(Point annotation records)
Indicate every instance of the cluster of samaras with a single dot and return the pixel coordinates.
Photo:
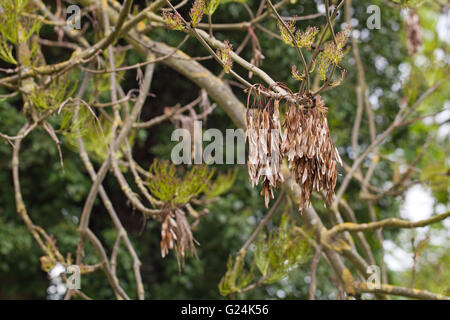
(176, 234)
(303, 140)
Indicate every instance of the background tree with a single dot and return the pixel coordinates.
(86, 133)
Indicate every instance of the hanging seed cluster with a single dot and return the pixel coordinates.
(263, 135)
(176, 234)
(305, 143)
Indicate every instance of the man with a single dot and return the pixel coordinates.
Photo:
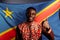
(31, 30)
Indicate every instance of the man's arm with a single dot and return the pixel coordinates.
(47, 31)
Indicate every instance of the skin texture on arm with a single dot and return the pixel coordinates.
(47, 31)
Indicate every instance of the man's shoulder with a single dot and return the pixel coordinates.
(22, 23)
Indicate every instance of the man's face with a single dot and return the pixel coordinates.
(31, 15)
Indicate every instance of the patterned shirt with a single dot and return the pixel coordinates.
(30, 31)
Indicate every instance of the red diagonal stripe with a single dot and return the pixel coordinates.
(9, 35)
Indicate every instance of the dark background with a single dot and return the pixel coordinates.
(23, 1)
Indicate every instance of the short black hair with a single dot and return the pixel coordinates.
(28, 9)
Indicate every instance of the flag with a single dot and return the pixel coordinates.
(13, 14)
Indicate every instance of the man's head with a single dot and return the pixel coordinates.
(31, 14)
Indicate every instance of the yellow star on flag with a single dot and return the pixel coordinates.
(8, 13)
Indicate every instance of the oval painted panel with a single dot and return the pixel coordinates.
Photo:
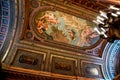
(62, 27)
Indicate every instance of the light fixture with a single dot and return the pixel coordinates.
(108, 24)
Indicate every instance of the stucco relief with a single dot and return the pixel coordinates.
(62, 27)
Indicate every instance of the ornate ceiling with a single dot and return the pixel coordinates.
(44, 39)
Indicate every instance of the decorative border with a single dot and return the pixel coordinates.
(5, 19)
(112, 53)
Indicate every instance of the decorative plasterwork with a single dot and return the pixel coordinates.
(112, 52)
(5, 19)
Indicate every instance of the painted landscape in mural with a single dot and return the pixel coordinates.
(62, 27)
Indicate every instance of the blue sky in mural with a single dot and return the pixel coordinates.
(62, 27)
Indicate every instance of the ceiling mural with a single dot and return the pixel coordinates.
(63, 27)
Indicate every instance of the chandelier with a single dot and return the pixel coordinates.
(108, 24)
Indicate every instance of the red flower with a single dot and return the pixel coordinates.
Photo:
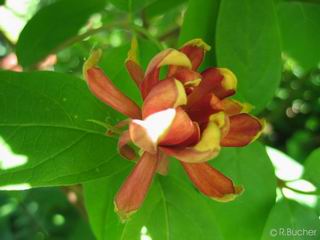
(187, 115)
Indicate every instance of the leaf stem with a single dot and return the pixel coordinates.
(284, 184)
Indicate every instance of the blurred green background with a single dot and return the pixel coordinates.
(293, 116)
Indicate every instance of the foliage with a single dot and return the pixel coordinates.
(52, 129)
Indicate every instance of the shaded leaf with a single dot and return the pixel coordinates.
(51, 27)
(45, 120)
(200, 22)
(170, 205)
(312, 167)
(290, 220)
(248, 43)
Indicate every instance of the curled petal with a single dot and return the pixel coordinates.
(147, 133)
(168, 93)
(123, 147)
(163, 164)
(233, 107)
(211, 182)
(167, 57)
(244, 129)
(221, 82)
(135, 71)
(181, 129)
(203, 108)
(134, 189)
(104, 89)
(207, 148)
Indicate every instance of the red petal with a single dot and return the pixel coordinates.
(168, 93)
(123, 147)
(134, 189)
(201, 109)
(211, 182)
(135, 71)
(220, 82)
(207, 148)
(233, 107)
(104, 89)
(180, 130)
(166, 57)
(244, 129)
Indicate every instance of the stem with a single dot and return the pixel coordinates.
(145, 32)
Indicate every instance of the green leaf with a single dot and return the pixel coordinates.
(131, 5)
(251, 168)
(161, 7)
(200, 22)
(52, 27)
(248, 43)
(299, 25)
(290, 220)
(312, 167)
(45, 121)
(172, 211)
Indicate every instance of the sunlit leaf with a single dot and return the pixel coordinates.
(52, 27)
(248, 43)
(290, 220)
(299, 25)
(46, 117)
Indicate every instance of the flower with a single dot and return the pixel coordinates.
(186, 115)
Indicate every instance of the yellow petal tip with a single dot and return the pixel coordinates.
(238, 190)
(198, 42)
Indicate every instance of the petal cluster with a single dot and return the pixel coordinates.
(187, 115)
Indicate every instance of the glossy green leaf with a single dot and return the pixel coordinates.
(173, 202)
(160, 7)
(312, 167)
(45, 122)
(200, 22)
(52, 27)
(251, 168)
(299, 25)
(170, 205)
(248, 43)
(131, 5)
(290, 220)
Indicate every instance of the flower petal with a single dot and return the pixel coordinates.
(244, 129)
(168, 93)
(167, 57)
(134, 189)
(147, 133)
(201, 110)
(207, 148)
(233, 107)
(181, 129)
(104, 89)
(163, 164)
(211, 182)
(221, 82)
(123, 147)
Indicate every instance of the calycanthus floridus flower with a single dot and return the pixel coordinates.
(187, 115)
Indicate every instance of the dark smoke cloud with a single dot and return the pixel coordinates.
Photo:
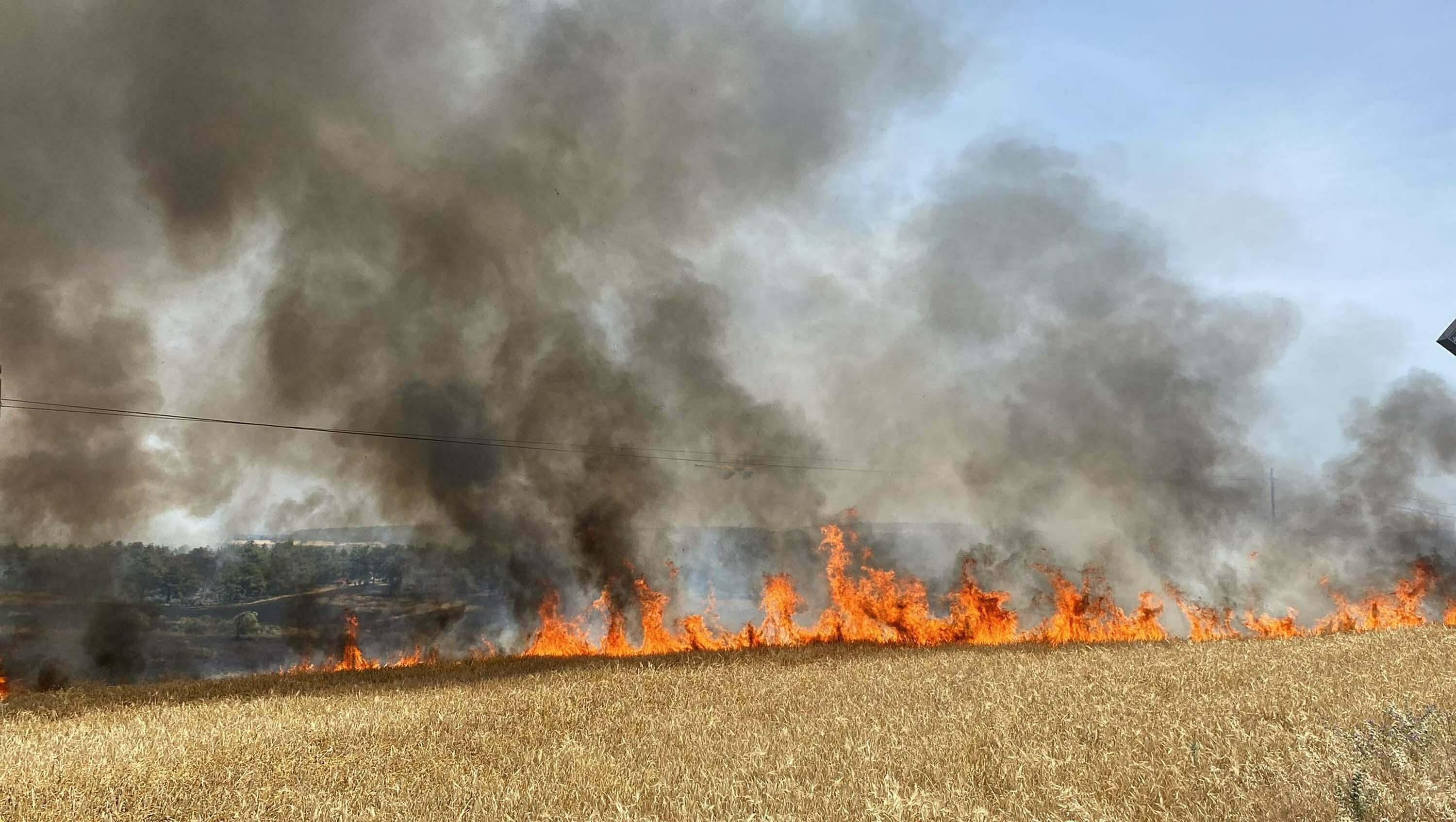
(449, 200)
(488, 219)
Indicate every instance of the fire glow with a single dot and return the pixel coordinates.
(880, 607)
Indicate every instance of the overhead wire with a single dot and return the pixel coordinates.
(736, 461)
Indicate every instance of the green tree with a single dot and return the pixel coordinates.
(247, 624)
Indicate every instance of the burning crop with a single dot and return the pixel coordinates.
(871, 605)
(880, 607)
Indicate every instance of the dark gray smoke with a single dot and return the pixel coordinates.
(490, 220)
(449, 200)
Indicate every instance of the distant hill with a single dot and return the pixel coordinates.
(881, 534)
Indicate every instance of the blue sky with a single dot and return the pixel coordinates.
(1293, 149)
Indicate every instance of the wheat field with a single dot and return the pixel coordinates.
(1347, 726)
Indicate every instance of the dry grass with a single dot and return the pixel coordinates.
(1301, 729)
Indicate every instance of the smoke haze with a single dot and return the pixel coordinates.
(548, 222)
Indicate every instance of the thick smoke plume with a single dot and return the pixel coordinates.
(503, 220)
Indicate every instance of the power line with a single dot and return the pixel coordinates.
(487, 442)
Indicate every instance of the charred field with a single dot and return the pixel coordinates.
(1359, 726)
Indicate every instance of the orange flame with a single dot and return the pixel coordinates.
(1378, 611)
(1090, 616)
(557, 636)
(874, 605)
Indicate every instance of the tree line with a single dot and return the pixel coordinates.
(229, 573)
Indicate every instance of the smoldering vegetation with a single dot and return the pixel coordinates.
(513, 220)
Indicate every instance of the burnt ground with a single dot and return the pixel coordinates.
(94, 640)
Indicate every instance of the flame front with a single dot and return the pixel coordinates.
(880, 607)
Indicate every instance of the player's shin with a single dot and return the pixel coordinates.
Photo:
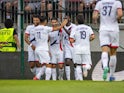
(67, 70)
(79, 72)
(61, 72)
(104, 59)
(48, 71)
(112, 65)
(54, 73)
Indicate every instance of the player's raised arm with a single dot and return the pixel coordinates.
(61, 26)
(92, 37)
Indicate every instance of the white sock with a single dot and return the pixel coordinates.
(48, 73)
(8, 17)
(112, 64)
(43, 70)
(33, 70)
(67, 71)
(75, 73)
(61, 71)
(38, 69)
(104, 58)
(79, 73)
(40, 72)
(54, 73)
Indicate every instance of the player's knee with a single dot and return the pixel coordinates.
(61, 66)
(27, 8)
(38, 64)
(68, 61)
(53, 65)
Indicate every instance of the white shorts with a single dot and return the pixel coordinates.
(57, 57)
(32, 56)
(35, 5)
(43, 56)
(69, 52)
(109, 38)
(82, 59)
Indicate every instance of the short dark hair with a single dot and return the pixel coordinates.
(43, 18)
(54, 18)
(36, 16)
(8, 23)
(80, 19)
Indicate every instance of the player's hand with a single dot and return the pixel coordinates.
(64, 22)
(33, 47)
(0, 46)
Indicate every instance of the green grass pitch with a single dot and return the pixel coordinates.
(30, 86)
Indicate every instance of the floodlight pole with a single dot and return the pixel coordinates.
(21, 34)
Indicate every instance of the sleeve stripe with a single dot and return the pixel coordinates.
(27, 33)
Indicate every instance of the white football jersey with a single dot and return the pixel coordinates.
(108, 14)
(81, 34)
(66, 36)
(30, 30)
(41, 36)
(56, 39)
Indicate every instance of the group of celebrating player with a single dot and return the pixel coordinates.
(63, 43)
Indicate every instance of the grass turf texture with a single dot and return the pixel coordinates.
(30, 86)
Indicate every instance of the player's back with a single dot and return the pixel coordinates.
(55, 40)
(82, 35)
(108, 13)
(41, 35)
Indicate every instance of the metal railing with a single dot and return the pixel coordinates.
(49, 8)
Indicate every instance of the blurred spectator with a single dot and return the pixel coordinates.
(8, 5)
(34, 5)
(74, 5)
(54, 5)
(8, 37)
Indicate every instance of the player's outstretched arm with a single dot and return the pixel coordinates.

» **Given instruction**: Rewrite the records from the line containing "Indicate every instance of the thick" up to and including the line containing "(1359, 726)", keeping the requests as they are. Scale every pixel coordinate in the answers by 2.25 and round each result to a whole number, with halves rounded up.

» **Written response**:
Indicate every instance of the thick smoke plume with a single dot and return the pixel coordinates.
(1132, 495)
Indicate every instance of the power line with a single dot and return the pixel coordinates.
(1096, 995)
Indicate every instance of the charred field with a single dot and return the pixel coordinates.
(3058, 1634)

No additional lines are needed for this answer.